[START Extracted records]

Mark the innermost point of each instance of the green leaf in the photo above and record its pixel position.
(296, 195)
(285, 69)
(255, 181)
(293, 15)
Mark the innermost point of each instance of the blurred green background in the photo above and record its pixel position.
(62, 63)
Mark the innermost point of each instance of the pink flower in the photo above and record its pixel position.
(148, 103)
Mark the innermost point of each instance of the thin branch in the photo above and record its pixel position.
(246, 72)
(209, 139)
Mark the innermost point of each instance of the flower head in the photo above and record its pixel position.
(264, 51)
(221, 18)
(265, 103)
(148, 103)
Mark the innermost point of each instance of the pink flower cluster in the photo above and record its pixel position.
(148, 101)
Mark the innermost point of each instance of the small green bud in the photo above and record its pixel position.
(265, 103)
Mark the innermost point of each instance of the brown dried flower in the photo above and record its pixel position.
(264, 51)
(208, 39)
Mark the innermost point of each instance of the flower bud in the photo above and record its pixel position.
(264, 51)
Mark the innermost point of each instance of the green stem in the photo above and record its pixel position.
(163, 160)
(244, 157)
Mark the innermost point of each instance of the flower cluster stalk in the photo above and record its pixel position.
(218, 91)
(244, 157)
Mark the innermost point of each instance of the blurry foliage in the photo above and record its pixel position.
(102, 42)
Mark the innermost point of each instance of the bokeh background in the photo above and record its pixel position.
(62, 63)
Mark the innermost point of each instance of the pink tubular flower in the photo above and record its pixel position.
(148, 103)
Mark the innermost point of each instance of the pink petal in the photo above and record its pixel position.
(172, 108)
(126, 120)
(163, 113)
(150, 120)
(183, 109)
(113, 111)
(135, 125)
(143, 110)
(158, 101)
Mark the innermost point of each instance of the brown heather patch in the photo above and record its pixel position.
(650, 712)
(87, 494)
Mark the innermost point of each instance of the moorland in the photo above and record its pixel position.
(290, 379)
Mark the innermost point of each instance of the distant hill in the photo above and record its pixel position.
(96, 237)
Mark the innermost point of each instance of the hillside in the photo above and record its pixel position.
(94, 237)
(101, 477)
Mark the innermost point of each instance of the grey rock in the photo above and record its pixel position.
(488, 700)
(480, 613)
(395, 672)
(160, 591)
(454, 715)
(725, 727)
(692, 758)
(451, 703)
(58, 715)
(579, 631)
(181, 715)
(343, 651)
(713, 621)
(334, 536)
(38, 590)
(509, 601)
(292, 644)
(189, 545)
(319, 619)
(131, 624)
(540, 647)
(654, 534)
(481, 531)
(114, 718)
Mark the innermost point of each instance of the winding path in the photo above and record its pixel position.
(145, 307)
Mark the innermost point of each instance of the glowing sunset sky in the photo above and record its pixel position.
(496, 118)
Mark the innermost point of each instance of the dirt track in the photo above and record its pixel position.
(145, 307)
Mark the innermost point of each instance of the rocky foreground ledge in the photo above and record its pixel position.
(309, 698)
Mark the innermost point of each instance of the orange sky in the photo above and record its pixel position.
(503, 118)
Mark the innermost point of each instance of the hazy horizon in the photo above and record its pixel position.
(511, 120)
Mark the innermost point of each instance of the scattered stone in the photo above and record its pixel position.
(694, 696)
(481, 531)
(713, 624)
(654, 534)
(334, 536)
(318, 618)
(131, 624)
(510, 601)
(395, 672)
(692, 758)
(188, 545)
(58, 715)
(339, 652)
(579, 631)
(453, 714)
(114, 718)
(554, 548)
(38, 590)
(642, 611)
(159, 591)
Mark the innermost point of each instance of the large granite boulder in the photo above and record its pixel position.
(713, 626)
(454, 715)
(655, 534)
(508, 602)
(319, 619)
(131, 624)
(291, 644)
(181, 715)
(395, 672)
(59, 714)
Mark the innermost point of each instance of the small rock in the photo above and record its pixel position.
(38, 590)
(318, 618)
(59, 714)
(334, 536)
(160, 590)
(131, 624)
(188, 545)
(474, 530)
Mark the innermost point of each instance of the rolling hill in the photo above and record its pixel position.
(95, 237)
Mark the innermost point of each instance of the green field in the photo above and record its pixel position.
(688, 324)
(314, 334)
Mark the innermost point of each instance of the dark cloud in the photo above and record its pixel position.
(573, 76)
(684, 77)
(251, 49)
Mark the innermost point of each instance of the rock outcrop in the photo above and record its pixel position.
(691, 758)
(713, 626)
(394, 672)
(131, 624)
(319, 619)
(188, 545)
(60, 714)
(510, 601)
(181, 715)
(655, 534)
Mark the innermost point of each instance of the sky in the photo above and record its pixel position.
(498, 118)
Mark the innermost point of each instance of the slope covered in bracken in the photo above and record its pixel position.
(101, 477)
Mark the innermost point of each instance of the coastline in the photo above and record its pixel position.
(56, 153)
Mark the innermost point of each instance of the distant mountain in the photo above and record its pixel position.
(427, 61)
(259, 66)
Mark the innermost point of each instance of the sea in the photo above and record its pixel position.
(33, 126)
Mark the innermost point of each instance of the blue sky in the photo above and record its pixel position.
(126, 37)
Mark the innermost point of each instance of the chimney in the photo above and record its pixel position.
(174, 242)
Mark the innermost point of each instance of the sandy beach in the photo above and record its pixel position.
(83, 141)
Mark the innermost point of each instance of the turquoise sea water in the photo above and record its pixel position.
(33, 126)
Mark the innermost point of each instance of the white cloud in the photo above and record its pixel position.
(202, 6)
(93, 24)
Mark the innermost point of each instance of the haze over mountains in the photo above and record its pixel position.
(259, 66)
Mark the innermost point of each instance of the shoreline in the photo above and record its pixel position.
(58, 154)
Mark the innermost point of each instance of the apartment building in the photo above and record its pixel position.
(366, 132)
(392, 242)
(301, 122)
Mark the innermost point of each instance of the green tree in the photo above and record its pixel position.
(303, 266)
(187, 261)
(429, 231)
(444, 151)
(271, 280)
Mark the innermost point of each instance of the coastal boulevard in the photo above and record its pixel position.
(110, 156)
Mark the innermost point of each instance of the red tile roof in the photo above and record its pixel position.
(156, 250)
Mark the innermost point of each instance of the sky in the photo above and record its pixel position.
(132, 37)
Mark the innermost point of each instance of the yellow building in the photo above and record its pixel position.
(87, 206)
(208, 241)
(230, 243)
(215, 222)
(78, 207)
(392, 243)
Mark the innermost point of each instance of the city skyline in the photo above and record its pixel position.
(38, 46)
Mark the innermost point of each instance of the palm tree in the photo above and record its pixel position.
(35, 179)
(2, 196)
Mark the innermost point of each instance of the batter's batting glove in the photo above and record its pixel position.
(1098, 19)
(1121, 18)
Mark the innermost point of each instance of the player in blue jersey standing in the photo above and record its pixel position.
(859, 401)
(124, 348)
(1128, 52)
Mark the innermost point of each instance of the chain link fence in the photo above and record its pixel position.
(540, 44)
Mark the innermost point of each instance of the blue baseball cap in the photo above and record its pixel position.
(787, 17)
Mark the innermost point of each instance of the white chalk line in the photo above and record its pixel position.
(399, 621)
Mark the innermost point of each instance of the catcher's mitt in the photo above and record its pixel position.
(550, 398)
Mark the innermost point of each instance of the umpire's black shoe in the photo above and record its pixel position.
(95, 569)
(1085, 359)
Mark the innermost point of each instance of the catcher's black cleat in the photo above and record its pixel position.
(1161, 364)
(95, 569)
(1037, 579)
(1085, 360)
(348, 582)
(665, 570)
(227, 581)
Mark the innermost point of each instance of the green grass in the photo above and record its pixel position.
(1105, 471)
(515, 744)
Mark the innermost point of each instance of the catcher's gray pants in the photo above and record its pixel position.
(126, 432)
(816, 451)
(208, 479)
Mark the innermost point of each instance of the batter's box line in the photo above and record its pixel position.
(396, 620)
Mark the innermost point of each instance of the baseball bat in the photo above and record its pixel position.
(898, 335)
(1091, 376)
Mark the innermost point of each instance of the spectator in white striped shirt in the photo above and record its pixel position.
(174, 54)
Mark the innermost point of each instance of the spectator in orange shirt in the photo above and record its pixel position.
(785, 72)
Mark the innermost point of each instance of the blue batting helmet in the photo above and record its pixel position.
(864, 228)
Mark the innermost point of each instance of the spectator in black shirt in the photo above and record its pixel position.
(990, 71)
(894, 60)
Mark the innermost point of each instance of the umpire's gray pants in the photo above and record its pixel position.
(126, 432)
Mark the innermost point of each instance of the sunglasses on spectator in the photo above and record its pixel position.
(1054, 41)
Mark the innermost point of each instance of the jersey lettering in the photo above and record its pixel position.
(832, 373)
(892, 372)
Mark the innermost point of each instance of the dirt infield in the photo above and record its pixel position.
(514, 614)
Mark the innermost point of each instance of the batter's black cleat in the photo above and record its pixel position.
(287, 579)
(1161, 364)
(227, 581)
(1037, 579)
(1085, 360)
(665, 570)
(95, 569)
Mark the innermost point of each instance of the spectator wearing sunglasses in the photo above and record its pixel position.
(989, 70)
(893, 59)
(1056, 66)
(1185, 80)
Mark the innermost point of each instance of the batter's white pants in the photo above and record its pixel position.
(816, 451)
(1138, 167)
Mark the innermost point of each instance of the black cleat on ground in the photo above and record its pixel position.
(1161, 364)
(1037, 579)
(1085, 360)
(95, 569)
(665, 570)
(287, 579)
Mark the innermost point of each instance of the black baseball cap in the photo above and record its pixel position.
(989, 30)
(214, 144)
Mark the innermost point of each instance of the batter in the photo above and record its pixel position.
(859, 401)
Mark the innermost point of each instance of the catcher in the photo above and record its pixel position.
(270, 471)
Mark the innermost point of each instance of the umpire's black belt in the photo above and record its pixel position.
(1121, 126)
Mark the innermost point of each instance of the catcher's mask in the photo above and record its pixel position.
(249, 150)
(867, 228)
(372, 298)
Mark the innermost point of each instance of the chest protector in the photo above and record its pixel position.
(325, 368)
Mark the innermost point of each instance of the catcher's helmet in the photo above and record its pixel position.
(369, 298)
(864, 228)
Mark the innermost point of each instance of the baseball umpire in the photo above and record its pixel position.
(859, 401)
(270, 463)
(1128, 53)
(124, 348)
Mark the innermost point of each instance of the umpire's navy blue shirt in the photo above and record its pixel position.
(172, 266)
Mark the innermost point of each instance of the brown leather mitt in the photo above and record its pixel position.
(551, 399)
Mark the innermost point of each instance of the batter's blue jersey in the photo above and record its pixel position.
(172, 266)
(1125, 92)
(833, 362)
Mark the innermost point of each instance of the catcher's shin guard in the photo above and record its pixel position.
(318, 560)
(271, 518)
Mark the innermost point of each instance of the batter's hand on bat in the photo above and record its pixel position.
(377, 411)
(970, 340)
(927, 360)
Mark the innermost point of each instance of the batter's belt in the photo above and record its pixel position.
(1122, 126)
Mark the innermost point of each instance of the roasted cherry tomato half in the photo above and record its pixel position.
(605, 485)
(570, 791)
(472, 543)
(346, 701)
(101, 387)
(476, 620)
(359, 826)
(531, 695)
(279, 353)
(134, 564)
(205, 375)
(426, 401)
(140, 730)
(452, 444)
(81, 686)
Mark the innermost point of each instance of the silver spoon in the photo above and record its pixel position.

[END Extracted records]

◆ **Challenge**: Starting from the line containing "Mark the innermost point of each instance of the baseball umpire" and ending with the final line of the data, reproduce each line exactly as it appears, including no other lines.

◆ **Task response**:
Mark the innermost point of each instance of the baseball umpire in the photo above and record its pixel position.
(859, 401)
(270, 463)
(1128, 53)
(124, 348)
Mark the innermost point of each instance of the umpire's navy blue shirt in the photo above and record its pixel position.
(172, 266)
Mark the innermost point of each instance of the brown leather mitt in the photo above and record its pixel position.
(551, 399)
Mark the innermost point of each instance of the batter's blue jersey in the photo above and record its pixel position.
(172, 266)
(1125, 92)
(833, 362)
Mark the innermost point of each instance of the catcher's shin guard in the photo above and record its pixel position.
(318, 560)
(271, 518)
Mark the innermost point of each instance of the batter's hand on bat in the photo above and record its pixel position.
(377, 411)
(970, 340)
(927, 360)
Mark the innermost point of each instance of the batter's belt in the photo above and record its pixel position.
(1122, 126)
Mark the innermost point of each instance of the roasted cherry tomato half in the photo above and record its pixel position.
(605, 485)
(570, 791)
(472, 543)
(346, 701)
(101, 387)
(476, 620)
(359, 826)
(531, 695)
(279, 353)
(134, 564)
(205, 375)
(426, 401)
(140, 730)
(452, 444)
(81, 686)
Mark the innermost point of each instance of the silver spoon in the photo above and record its pixel position.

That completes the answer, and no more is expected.